REQUIRED TASK:
Rewrite all of the items with "tight" switched to "close-fitting" and everything else unchanged, and leave the pictures out of your answer.

DATA FOR THE TASK:

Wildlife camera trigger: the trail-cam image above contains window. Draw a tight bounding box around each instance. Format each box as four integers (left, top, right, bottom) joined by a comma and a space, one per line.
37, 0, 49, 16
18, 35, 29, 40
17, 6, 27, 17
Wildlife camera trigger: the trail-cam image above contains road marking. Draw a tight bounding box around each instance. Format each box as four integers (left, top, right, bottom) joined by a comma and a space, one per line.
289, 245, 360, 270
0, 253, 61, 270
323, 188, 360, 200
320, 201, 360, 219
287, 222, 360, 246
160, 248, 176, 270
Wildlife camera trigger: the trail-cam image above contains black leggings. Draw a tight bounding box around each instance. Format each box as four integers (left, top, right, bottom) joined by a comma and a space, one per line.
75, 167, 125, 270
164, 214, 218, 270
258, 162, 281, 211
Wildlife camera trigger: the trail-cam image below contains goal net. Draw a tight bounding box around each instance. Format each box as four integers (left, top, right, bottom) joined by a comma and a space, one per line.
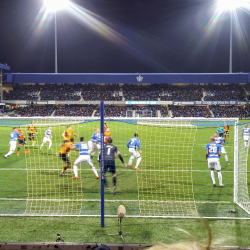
0, 117, 249, 218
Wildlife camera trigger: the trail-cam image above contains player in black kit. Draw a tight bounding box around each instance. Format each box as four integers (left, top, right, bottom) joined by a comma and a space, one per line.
100, 137, 127, 193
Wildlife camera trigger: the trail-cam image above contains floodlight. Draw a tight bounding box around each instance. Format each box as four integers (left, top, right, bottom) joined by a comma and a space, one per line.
218, 0, 248, 11
44, 0, 69, 12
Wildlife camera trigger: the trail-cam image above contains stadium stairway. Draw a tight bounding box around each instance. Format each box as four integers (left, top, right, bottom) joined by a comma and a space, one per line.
37, 90, 41, 101
51, 109, 56, 116
209, 109, 214, 117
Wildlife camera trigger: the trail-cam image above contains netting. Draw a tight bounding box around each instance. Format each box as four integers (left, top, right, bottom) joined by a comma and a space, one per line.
0, 117, 249, 218
235, 123, 250, 214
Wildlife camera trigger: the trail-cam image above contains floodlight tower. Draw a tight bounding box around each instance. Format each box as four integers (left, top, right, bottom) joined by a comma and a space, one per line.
218, 0, 248, 73
44, 0, 69, 73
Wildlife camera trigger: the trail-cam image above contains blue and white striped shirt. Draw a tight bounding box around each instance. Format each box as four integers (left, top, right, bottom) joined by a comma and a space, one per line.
75, 142, 89, 155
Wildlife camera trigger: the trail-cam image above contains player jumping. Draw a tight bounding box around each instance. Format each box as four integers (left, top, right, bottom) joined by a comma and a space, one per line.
205, 137, 224, 187
100, 137, 127, 193
214, 132, 230, 165
4, 128, 22, 158
242, 125, 250, 148
40, 127, 52, 149
127, 133, 142, 170
27, 123, 37, 146
17, 126, 30, 156
58, 138, 74, 176
62, 125, 78, 142
88, 128, 101, 159
72, 137, 99, 179
224, 123, 229, 140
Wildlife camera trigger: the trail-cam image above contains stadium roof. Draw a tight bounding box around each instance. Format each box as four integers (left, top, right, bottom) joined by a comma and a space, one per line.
0, 63, 10, 70
7, 73, 250, 83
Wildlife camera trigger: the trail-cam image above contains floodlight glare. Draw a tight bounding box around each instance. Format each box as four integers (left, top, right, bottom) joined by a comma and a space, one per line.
44, 0, 69, 12
218, 0, 247, 11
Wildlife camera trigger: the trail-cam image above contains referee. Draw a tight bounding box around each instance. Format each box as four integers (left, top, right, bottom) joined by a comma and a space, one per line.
216, 125, 224, 138
100, 137, 127, 193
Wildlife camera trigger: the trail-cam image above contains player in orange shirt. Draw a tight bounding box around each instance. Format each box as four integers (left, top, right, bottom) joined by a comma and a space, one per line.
62, 125, 78, 142
104, 121, 108, 132
17, 126, 30, 156
104, 127, 111, 144
58, 138, 74, 176
224, 123, 229, 140
27, 123, 37, 146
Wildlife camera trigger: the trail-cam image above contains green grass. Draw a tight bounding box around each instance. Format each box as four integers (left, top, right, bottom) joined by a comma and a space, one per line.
0, 117, 248, 245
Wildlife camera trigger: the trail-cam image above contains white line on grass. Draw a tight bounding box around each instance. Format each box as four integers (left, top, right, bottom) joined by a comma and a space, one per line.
0, 198, 232, 204
0, 168, 237, 173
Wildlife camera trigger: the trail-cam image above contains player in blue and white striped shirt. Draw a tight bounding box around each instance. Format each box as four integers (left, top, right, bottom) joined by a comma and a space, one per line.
40, 127, 52, 149
88, 128, 101, 159
4, 128, 22, 158
242, 125, 250, 148
72, 137, 99, 179
205, 137, 224, 187
214, 132, 230, 165
127, 133, 142, 170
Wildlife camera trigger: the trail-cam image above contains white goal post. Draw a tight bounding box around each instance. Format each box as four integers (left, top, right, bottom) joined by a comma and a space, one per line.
0, 117, 250, 219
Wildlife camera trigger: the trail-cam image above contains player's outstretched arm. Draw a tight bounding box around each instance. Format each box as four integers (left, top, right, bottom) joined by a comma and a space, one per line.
73, 133, 79, 137
117, 151, 127, 166
62, 131, 67, 140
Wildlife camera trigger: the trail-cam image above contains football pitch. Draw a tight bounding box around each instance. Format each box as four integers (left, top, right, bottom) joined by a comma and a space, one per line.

WRITTEN ANSWER:
Wildlife camera trigger: the trail-cam image above contains window. Draw a close-fitting bounding box around each instance. Format each box as four integers (left, top, right, bottom) joined by a comma and a space, one per line.
37, 0, 49, 16
18, 35, 29, 40
17, 6, 27, 17
Wildlife camera trigger: the trail-cam image above contains road marking. Draw a close-fitting bounding box around each instance. Format each box as four integers (left, top, right, bottom) joined by a comma and a space, one per line.
289, 245, 360, 270
0, 253, 61, 270
323, 188, 360, 200
320, 201, 360, 219
287, 222, 360, 246
160, 248, 176, 270
Wildlife camera trigger: the trail-cam image above contains black leggings. Draw a close-fitting bounding box around each instance. Format each box as four integers (left, top, right, bottom) joined by a comma and a space, one per line.
75, 167, 125, 270
164, 214, 218, 270
258, 162, 281, 211
Wildlife camera trigger: the trail-cam image below contains goal net. Draw a close-fitting bounding box around each instance. Format each box as four integers (left, top, right, bottom) joined by a comma and a space, one per line.
0, 117, 249, 218
Wildlife camera trigger: the trail-cam image above contains player in black kit. Draw a close-fitting bounding box around each instance. Format each box as four integers (left, top, right, bottom) joined by a comma and a space, one per line.
100, 137, 127, 193
Wildlife camera trigger: the trail-cam image above contains floodlight. Draw a close-fitting bounding box around each instance. Format each box as four integers (left, top, right, bottom) joined by a comma and a space, one per line.
218, 0, 248, 11
44, 0, 69, 12
Wildlife camera trigger: the trail-cam image above contains stadium stairway. Draw a close-fitting bounding box around each instance. Format each box as four integers (left, top, right, bottom) joined by a comma and a space, one per line.
37, 90, 41, 101
51, 109, 56, 116
209, 109, 214, 117
Wildlife camera trigger: the trail-cam image above contains netting. Draw a close-fitting bounding box around each instance. Format each box as four integers (left, top, right, bottom) joined by a comma and a space, one per line.
0, 117, 249, 218
235, 123, 250, 214
Wildlife camera trigger: the trail-cam image above contains floodlight tower. Draw a close-fitting bounding box around each instance. Format each box as four integers (left, top, right, bottom) joined by a comma and a space, one per line.
218, 0, 248, 73
44, 0, 69, 73
Wildlife camera trigger: the trail-cam image above contains blue and white striped shirt. Draw a close-fitting bounding box around each instance. Format each box as four integers (left, top, right, bottom) joined by a comma and a space, one per line.
75, 142, 89, 155
Wildlife camera trigger: the trail-cam image above contains player jumping. Draw a close-fitting bounding box around each instance. Format each box as four integers (left, top, right, bottom) joined by a comma and a space, one per line.
205, 137, 224, 187
100, 137, 127, 193
214, 132, 230, 165
4, 128, 22, 158
242, 125, 250, 148
40, 127, 52, 149
127, 133, 142, 170
27, 123, 37, 146
17, 126, 30, 156
58, 138, 74, 176
62, 125, 78, 142
88, 128, 101, 159
72, 137, 99, 179
224, 123, 229, 140
Wildlife camera trigger: the trail-cam image above contains stadium roof. Draw a close-fitting bounding box around each instance. Format each box as four integers (left, top, right, bottom) joined by a comma and a space, one per line.
0, 63, 10, 70
7, 73, 250, 83
Wildlife camera trigger: the trail-cam image above contains floodlight glare. Draw a close-fitting bounding box around each instance. Format each box as four integers (left, top, right, bottom) joined by a comma and a space, one per line.
44, 0, 69, 12
218, 0, 247, 11
Wildlife camera trigger: the trail-cam image above contains referee. Draw a close-fitting bounding box around each instance. Format each box as four integers (left, top, right, bottom) joined by a comma and a space, one per line.
216, 125, 224, 138
100, 137, 127, 193
Wildlife camera trigger: the trail-cam image above contains player in orange shirt. Draw a close-fitting bounding box around each instance. Format each box as four integers (left, top, right, bottom) joined by a comma and a space, one per line.
62, 125, 78, 142
104, 121, 108, 132
17, 126, 30, 156
104, 127, 111, 144
58, 138, 74, 176
224, 123, 229, 140
27, 123, 37, 146
Wildlife camera trigger: the trail-cam image above contains green grass. Draw a close-fitting bounding box around each instance. Format each box as four integers (left, top, right, bottom) joined by a comma and a space, one per line.
0, 117, 248, 245
Wildlife camera trigger: the trail-cam image above contains white line on grass. Draw a close-fitting bounding box around each instance. Format each box as four integers (left, top, right, bottom) joined by a comma and a space, one per line.
0, 198, 232, 204
0, 168, 237, 173
Wildlife camera trigger: the trail-cam image above contains player in blue and white striped shirt. Draw a close-fitting bounding box around each instance. Format each box as four integers (left, top, right, bottom) joined by a comma and a space, one per line.
40, 127, 52, 149
88, 128, 101, 159
4, 128, 22, 158
242, 125, 250, 148
72, 137, 99, 179
205, 137, 224, 187
214, 132, 230, 165
127, 133, 142, 170
Wildlife camera trigger: the trail-cam image above contains white goal post. Draw a close-fitting bounding box around each instance. Format each box as four integers (left, top, right, bottom) joined by a comma and a space, one per line.
0, 117, 250, 219
Wildlife camera trigger: the trail-cam image above contains player's outstretched arm. Draw a close-fitting bounding box around each instance. Format each box as four integers (left, top, right, bottom) joined by a comma and a space, one per line.
73, 133, 79, 137
117, 151, 127, 166
62, 131, 67, 140
Wildlife camera trigger: the trail-cam image above contains football pitch. Draw a close-fitting bounding box around each instance. Format each box as four integers (left, top, right, bottom) joined by a comma and a space, one per line.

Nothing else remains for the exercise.